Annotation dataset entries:
__________________________________________________
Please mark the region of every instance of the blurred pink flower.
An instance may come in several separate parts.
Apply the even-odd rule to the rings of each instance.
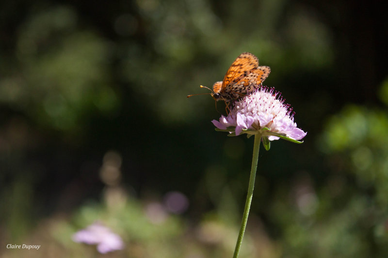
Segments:
[[[221,116],[212,122],[218,128],[239,135],[242,133],[268,136],[269,140],[286,137],[300,140],[307,133],[296,127],[295,112],[275,88],[262,86],[234,103],[227,117]],[[230,130],[230,131],[229,131]]]
[[[97,250],[101,254],[124,248],[121,238],[113,233],[109,228],[98,222],[74,234],[73,240],[88,244],[97,244]]]

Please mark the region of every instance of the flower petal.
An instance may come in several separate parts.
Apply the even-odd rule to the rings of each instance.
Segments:
[[[294,128],[287,134],[287,136],[294,140],[300,140],[307,135],[303,130],[297,127]]]
[[[217,127],[218,129],[220,129],[221,130],[225,130],[226,129],[226,127],[223,124],[217,121],[217,120],[213,120],[211,121],[211,122],[213,123],[213,124],[214,125],[214,126]]]

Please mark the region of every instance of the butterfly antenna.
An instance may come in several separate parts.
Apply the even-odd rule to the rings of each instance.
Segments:
[[[205,89],[207,89],[208,90],[209,90],[209,91],[211,91],[212,92],[213,92],[213,91],[212,91],[211,90],[210,90],[210,88],[209,88],[207,87],[206,86],[202,86],[202,85],[199,85],[199,87],[201,87],[201,88],[205,88]]]
[[[200,85],[199,87],[201,87],[201,88],[204,88],[205,89],[207,89],[208,90],[209,90],[209,91],[211,91],[211,92],[210,92],[210,93],[200,93],[199,94],[192,94],[191,95],[187,95],[187,97],[188,98],[190,98],[190,97],[192,97],[193,96],[197,96],[198,95],[209,95],[209,94],[211,94],[211,93],[213,92],[213,91],[212,91],[211,90],[210,90],[210,89],[209,89],[209,88],[208,88],[207,87],[203,86],[202,85]]]

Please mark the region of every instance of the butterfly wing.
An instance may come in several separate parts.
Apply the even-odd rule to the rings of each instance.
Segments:
[[[259,66],[259,59],[255,55],[244,52],[239,56],[229,67],[222,82],[221,91],[231,83],[241,80],[241,77],[247,76],[251,71]]]
[[[269,66],[259,66],[235,84],[226,89],[226,91],[233,96],[234,98],[238,98],[259,88],[263,81],[268,77],[270,73],[271,68]]]

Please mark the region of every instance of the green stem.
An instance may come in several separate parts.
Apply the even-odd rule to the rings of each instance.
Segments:
[[[241,244],[242,243],[242,238],[244,237],[244,233],[246,227],[246,222],[248,221],[248,215],[249,214],[249,209],[251,208],[252,197],[253,195],[253,188],[255,186],[255,179],[256,177],[256,170],[258,168],[258,160],[259,159],[259,151],[260,149],[261,139],[261,135],[257,134],[255,135],[255,143],[253,145],[253,156],[252,160],[252,166],[251,167],[249,184],[248,186],[248,194],[246,195],[245,207],[244,208],[242,220],[241,221],[241,227],[240,228],[239,237],[237,238],[237,243],[236,243],[236,248],[234,249],[233,258],[237,258],[239,257]]]

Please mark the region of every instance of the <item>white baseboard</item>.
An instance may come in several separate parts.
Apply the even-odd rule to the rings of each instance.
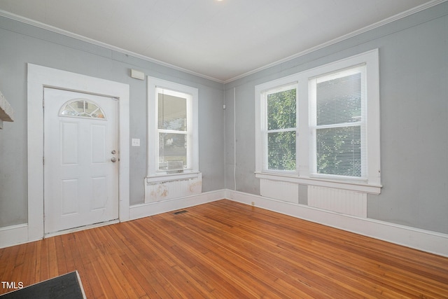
__________________________________________________
Your instructions: Count the lines in the entries above that contain the string "butterfly". Case counts. Give only the number.

Solution for this problem: 2